[Information shown — start]

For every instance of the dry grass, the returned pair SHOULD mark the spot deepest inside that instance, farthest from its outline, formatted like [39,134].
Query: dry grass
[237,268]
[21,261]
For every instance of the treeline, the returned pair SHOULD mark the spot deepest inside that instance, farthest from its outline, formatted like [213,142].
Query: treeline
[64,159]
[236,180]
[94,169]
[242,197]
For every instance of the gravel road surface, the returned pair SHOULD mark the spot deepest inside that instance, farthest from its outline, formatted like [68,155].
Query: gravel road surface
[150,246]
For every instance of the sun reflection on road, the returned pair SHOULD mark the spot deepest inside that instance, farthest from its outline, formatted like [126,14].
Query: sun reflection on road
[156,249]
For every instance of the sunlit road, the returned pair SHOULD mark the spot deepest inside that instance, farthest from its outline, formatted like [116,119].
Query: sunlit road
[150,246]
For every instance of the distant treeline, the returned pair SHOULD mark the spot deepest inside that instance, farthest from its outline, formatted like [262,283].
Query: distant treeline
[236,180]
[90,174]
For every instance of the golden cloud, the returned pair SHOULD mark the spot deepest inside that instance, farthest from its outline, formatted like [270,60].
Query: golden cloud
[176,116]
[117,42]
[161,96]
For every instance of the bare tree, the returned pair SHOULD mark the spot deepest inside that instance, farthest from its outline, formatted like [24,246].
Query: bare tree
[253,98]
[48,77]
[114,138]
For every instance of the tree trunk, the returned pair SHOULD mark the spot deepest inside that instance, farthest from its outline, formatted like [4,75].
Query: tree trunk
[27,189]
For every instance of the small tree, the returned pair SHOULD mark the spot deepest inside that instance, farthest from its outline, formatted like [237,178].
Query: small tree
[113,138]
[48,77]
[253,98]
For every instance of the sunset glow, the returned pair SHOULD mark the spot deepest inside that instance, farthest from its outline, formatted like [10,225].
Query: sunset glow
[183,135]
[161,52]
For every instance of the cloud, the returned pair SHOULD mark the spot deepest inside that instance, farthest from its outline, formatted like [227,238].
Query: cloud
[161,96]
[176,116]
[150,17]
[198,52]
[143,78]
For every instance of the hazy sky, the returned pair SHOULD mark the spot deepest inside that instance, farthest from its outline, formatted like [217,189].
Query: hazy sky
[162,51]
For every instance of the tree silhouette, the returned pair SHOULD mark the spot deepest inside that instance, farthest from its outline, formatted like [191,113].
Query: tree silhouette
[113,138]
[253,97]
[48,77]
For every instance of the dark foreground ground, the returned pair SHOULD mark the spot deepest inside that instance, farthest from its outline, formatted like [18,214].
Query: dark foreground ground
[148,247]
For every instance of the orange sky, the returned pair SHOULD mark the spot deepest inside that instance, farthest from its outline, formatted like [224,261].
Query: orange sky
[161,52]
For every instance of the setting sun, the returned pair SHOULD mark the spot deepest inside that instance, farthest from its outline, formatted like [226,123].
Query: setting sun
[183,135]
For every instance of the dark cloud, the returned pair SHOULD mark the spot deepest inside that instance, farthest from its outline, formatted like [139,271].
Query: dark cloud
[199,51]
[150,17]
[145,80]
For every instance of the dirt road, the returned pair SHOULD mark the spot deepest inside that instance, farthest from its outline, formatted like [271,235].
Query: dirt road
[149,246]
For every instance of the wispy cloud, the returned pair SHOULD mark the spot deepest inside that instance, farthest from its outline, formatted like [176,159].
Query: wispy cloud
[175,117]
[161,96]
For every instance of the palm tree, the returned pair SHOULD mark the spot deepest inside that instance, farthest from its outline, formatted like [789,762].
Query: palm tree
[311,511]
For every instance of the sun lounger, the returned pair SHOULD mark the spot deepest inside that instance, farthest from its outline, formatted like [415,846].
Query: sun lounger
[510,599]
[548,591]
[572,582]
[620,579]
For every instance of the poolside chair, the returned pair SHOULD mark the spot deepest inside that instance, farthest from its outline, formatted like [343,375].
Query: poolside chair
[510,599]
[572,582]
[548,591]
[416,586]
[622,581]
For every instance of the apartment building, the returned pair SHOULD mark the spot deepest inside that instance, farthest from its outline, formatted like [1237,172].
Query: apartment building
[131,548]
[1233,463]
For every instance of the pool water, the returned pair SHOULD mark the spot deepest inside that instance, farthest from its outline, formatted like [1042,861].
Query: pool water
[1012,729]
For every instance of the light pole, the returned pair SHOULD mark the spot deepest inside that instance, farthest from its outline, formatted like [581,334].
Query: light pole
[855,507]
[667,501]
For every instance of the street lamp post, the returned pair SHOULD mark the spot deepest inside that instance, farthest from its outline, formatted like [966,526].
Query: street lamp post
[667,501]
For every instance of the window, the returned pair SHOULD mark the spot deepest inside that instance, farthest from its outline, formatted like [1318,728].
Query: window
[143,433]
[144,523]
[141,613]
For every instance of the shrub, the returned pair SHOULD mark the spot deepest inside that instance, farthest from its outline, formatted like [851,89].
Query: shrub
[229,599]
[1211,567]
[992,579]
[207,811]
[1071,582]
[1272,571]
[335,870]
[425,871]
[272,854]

[Information shown — finish]

Your task.
Every entry must appear in the answer, reproduced exactly.

Response.
For every instance of the dry grass, the returned pair SHOULD mark the spot deepest inside that instance, farthest from its outline, formatted like [39,134].
Query: dry grass
[237,268]
[21,261]
For every instance of the treeline, the returned pair SHOULD mark the spot deepest inside that instance, farthest from its outline, formatted like [213,142].
Query: treeline
[64,159]
[236,180]
[94,169]
[242,197]
For every instance of the gravel road surface, the returned pair SHOULD mark the spot deepest inside that instance, farthest from its outline, formatted like [68,155].
Query: gravel road surface
[150,246]
For every instance of the sun reflection on road, the returned pair SHOULD mark the spot deepest inside that instance, farthest from its outline, formatted like [126,14].
Query: sun reflection on road
[156,249]
For every instance of the sunlit road, the returned pair SHOULD mark the spot deepest inside that instance, farthest from its outline, formatted like [116,119].
Query: sunlit road
[150,246]
For every instance of the distant treeline, the returned pair SHOULD mark the spot deepest inside that instance, farthest from its outline, formatted like [262,283].
Query: distant treeline
[236,180]
[90,174]
For every instance of the golden cloud, the returned pair SHOULD mark the spot deepest inside that instance, farthest from its outline, formatted like [270,60].
Query: golden cloud
[176,116]
[117,42]
[161,96]
For every instance of the bare tree, the returned pair SHOULD mark the spot deepest inside that instance, farthest from its outline, formatted like [24,246].
Query: bare tree
[253,98]
[48,77]
[114,138]
For every instance of the tree trunk, the returned pair SHOULD mark the spot deepest inside that instance, farthest from its outline, formatted like [4,75].
Query: tree trunk
[27,189]
For every instance of the small tree, the returned pair SHOULD mark the spot deepest inside that instance, farthest from its outline, formatted like [237,178].
Query: small tree
[113,138]
[48,77]
[253,98]
For every instance of the sunset glow, the returned pair SHOULD mark the spot deepest inside that instance, farthest from its outline, formatted like [10,225].
Query: sunset glow
[183,135]
[161,52]
For every instance of the cloud, the returned pair SHOULD mark the spot deepest inside that instance, farthest from its outline, formatted like [227,238].
Query: cloud
[161,96]
[176,116]
[150,17]
[198,52]
[143,78]
For every instance of the hazy sky, the returned pair SHOULD mark the spot deepest inside that instance, farthest from its outline, formatted like [217,189].
Query: hazy sky
[162,51]
For every instance of the tree silhouette, the returned pair SHOULD mark the spot deepest inside that instance, farthest from its outline, formatted like [191,113].
Query: tree silhouette
[113,138]
[253,97]
[48,77]
For every instance of the dark foreground ground, the returned pair SHOULD mark the spot deepest inside that instance, farthest from its outline, formatted like [18,214].
Query: dark foreground ground
[148,247]
For every instance of the orange sky, the returned pair SHOULD mark the spot deepest inside that instance, farthest from its outline, formatted like [224,261].
Query: orange sky
[161,52]
For every instance of the setting sun, the returned pair SHOULD mark the spot deepest inside that instance, farthest from its outline, formatted like [226,123].
Query: setting sun
[183,135]
For every instance of the dark cloud, the returned pair SHOULD mark the spot deepest inside that instance, farthest from its outline, formatted like [139,271].
Query: dark cloud
[199,51]
[150,17]
[145,80]
For every instance of the dirt road, the returned pair SHOULD mark the spot deepest inside that instance, farthest from its outline, formatted like [271,235].
Query: dirt road
[149,246]
For every instance of the wispy cloud, the returned pair SHOULD mark the spot deepest inside that instance, farthest from its outline, formatted like [176,159].
Query: wispy cloud
[175,117]
[161,96]
For every instance of the palm tree, the returned pair SHOULD mark the spot deepest inside that instance, farthest from its outline, formatted like [789,762].
Query: palm tree
[311,511]
For every instance of the sun lounger, the returned pair SHOULD mark the spot deepest inside that instance, farthest from its outline, formatted like [415,846].
Query: sun lounger
[510,599]
[548,591]
[572,582]
[620,579]
For every instance of the poolside chair, the returned pair SHOULD mark the spot deepest inside that instance, farthest from its outline, formatted like [343,375].
Query: poolside chair
[510,599]
[572,582]
[548,591]
[416,586]
[622,581]
For every instance of the apartment building, the returned pair SHOULD mark the spot deepest inside that instance, farthest from its outline, formatted like [1237,172].
Query: apartment building
[131,548]
[1233,463]
For every instance of the pool water, the returned pair SHOULD mark the spot deepest inside that instance, farthest from its outline, formatted like [1042,861].
Query: pool water
[1012,729]
For every instance of the light pole, the returned pair SHOULD mark the spot deepest inside that instance, farthest from its outline, formatted like [581,334].
Query: light pole
[855,507]
[667,501]
For every instance of the street lamp post, the returned pair SHOULD mark the spot deepest inside that instance, farthest from its outline, formatted like [966,526].
Query: street lamp post
[667,501]
For every instance of the window, the returned pair SHOULD mark the spot deepest inside that instance, farthest from its outline, formatted like [1318,728].
Query: window
[143,433]
[144,523]
[141,613]
For every instance of the shrub, the returned pair SHOULD mark the spot deepest inside that instance, farthest from its outline, formatted like [851,89].
Query: shrub
[229,599]
[1211,567]
[992,579]
[207,811]
[1071,582]
[1272,571]
[335,870]
[425,871]
[272,854]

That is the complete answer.